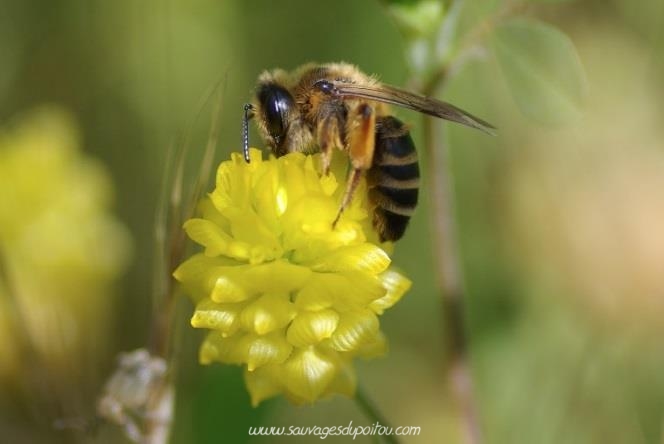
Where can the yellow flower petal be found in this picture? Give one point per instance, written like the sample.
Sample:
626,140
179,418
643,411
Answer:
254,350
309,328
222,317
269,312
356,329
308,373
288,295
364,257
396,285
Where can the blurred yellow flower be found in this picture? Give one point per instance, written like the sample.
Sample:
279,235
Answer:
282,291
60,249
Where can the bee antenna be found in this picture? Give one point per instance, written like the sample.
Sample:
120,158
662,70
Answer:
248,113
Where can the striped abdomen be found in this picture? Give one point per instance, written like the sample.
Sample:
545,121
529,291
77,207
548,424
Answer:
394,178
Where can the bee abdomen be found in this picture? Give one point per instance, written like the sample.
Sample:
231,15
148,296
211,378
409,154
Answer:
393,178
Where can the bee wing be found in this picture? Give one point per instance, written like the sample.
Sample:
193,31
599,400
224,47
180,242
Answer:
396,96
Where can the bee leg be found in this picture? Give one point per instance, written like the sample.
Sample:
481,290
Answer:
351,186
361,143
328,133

...

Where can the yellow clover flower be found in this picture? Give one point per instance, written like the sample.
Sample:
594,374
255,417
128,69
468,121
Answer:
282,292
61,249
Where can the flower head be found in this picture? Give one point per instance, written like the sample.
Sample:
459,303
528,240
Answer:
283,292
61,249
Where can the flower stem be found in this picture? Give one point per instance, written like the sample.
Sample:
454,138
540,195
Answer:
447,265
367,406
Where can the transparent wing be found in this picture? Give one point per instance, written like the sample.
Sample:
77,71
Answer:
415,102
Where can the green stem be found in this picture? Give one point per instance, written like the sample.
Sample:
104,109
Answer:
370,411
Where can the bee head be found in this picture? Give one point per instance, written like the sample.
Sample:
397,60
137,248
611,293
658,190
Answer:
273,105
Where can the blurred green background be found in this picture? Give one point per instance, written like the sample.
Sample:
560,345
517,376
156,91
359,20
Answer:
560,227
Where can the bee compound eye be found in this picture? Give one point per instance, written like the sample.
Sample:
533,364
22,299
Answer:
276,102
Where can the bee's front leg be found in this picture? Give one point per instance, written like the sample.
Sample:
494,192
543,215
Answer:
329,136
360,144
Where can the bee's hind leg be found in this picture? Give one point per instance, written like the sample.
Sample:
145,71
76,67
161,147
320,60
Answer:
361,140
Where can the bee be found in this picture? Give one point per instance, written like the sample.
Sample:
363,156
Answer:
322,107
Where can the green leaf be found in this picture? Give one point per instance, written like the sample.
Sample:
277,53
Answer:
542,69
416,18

◆ YOUR GOAL ◆
Quote each line of the listing above in which the word "yellow" appears.

◆ WRITTEN SOLUTION ◆
Where can the yellow flower petal be found in this picture? Give one point per instance, written like the sample.
Where can the blurred yellow flower be found in this picture? Give one point per instance, written like the sample.
Where can the yellow clover flower be found in this picture? Give one point per instance, written like the sample.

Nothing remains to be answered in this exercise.